Converta todas as linhas dos registros abaixo em uma tabela Markdown com as colunas "Número" e "Linha", numerando-as em sequência e deixando de fora as linhas em branco.
------
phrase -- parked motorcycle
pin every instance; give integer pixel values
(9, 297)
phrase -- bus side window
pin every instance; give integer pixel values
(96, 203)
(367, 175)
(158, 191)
------
## RESULTADO DO EXERCÍCIO
| Número | Linha |
|---|---|
| 1 | phrase -- parked motorcycle |
| 2 | pin every instance; give integer pixel values |
| 3 | (9, 297) |
| 4 | phrase -- bus side window |
| 5 | pin every instance; give integer pixel values |
| 6 | (96, 203) |
| 7 | (367, 175) |
| 8 | (158, 191) |